→ Directions:
Without pictures, output exactly the lines running from the line containing "Please identify the green grass in" to the end of the listing below.

┄┄┄┄┄┄┄┄┄┄

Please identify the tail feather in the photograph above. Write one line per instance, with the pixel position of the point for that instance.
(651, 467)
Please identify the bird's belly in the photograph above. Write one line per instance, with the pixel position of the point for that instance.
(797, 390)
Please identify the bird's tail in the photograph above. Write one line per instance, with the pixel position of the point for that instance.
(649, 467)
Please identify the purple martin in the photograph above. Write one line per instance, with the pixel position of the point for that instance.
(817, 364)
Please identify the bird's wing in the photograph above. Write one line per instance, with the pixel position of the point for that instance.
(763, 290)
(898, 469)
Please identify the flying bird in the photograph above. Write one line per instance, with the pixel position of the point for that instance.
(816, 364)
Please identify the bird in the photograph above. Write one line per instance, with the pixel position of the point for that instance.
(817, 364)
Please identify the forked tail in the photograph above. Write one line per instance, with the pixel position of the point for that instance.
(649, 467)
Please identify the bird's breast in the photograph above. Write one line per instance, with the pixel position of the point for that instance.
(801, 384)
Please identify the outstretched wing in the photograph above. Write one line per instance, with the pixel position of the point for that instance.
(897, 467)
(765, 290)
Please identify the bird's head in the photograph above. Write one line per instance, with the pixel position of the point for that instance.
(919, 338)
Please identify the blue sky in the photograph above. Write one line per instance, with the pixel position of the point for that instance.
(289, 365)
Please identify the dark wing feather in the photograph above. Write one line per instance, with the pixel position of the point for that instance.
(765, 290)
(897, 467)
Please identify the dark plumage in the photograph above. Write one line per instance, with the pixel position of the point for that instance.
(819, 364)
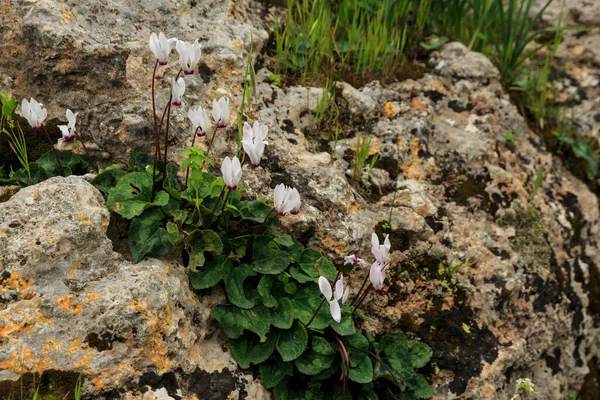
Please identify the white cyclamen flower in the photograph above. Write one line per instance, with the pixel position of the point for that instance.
(377, 275)
(221, 111)
(189, 55)
(161, 47)
(254, 142)
(34, 113)
(381, 252)
(178, 91)
(333, 298)
(352, 259)
(232, 172)
(199, 120)
(286, 199)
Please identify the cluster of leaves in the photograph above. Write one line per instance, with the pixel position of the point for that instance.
(270, 282)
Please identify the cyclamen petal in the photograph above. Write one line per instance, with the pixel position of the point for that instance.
(325, 287)
(34, 113)
(377, 275)
(253, 142)
(221, 111)
(161, 47)
(199, 120)
(332, 298)
(189, 55)
(232, 172)
(178, 89)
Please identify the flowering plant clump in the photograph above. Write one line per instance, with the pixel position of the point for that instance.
(274, 317)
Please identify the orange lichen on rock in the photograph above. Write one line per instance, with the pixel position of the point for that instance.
(413, 169)
(84, 218)
(158, 323)
(17, 282)
(16, 321)
(66, 303)
(338, 246)
(94, 297)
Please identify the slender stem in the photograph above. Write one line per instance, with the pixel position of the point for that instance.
(216, 205)
(85, 149)
(225, 201)
(362, 299)
(187, 172)
(360, 291)
(156, 132)
(52, 146)
(166, 143)
(168, 105)
(375, 356)
(315, 314)
(212, 139)
(345, 353)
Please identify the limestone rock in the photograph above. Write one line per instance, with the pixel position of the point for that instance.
(69, 303)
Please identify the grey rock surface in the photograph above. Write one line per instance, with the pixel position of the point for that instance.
(69, 303)
(94, 58)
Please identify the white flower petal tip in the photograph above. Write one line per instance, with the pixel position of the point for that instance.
(333, 297)
(199, 120)
(380, 252)
(178, 89)
(377, 275)
(34, 113)
(286, 200)
(221, 111)
(161, 47)
(254, 143)
(189, 55)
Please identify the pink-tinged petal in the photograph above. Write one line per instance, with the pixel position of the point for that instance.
(336, 312)
(374, 241)
(339, 288)
(325, 288)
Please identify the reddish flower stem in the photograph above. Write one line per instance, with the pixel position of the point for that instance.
(156, 132)
(216, 205)
(187, 172)
(52, 146)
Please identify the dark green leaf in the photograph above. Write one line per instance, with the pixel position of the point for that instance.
(175, 236)
(291, 343)
(108, 179)
(317, 358)
(306, 301)
(357, 347)
(248, 350)
(273, 371)
(268, 259)
(147, 235)
(132, 195)
(236, 289)
(264, 290)
(234, 320)
(283, 316)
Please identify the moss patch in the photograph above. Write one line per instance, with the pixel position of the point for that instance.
(529, 241)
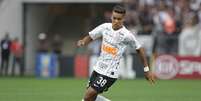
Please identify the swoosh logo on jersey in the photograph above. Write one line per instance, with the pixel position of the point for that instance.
(109, 49)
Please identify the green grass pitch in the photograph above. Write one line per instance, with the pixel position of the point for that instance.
(69, 89)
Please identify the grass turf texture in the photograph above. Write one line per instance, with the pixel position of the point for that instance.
(68, 89)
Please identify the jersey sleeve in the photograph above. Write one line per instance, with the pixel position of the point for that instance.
(97, 32)
(133, 42)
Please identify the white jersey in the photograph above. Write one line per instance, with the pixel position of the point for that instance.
(113, 46)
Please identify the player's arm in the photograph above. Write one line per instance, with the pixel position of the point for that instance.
(85, 41)
(148, 75)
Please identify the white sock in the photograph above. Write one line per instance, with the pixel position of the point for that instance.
(102, 98)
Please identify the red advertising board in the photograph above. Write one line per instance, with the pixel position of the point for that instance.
(170, 67)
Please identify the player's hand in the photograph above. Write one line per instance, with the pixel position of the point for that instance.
(150, 77)
(80, 43)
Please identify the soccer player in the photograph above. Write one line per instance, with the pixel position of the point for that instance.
(115, 38)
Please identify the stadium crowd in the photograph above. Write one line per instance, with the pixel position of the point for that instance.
(174, 24)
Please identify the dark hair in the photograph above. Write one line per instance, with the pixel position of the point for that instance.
(119, 9)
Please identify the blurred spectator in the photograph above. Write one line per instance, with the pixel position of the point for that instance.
(5, 54)
(17, 51)
(43, 43)
(57, 44)
(190, 37)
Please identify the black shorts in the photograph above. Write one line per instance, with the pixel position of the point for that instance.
(100, 82)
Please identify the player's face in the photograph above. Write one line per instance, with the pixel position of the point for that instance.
(117, 20)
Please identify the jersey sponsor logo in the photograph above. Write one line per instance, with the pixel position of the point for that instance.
(109, 49)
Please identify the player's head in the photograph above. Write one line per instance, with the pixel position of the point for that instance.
(118, 14)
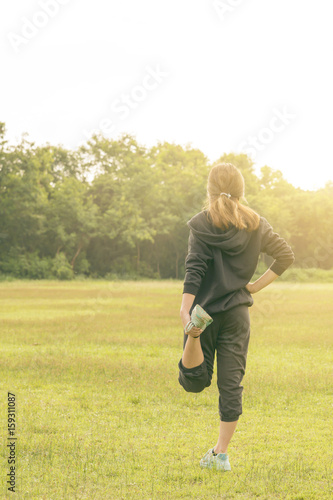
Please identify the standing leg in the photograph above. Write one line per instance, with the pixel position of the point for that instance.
(226, 432)
(232, 348)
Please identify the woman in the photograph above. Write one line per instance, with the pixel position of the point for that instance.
(225, 241)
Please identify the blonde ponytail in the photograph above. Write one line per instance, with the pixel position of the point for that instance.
(224, 188)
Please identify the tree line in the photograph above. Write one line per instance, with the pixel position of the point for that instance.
(114, 208)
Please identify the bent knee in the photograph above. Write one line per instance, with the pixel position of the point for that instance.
(190, 385)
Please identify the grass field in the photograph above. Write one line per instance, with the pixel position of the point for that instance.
(101, 415)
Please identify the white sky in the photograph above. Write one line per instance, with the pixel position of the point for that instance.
(227, 73)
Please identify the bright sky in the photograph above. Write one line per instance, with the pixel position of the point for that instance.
(234, 75)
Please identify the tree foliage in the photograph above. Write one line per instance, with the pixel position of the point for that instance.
(117, 208)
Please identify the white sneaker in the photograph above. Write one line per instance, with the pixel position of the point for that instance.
(219, 461)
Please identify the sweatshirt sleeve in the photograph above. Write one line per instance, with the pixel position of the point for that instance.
(196, 263)
(272, 244)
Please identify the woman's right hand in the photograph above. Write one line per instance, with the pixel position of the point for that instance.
(250, 288)
(194, 332)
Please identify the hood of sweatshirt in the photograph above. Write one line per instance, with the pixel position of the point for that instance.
(232, 241)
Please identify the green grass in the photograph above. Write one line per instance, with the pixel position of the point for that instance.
(101, 415)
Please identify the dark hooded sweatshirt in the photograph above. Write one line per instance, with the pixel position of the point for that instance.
(220, 262)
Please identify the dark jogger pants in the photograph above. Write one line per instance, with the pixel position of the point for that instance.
(229, 336)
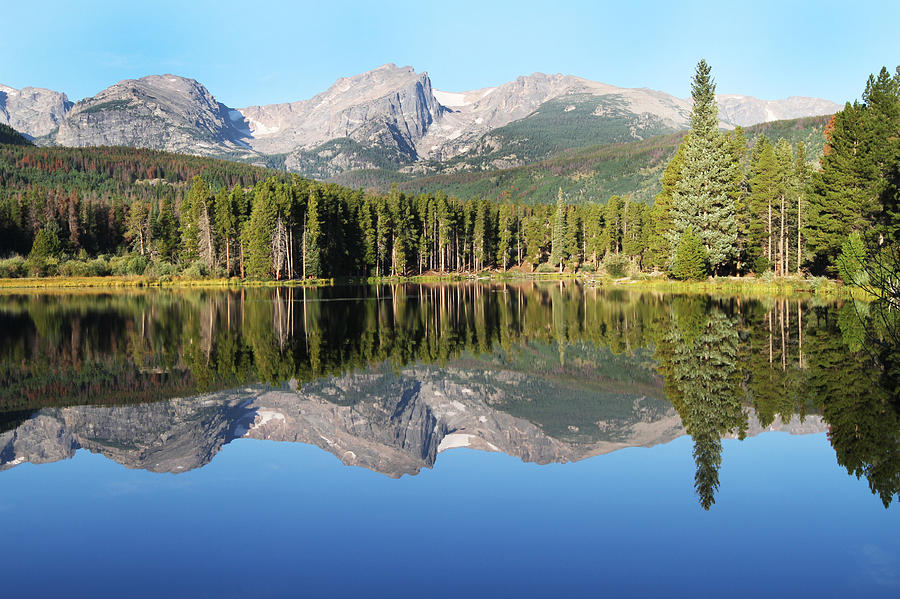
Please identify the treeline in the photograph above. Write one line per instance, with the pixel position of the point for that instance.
(726, 207)
(721, 359)
(82, 195)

┄┄┄┄┄┄┄┄┄┄

→ Written reply:
Please identify the green grass in the photograph above. Write one line per instance, with the pixel position of the point for that instance.
(101, 415)
Please identify the dark hooded sweatshirt in the photograph above. Write one line per instance, with the pixel position of the point for that instance.
(220, 262)
Please identify the dark jogger pants in the photograph above. Write one line per instance, with the pixel position of the point for that instance.
(229, 336)
Please identify the treeline in the photograph above. Write one line per instance, with the pixel position of the point for that instance.
(726, 207)
(721, 359)
(82, 195)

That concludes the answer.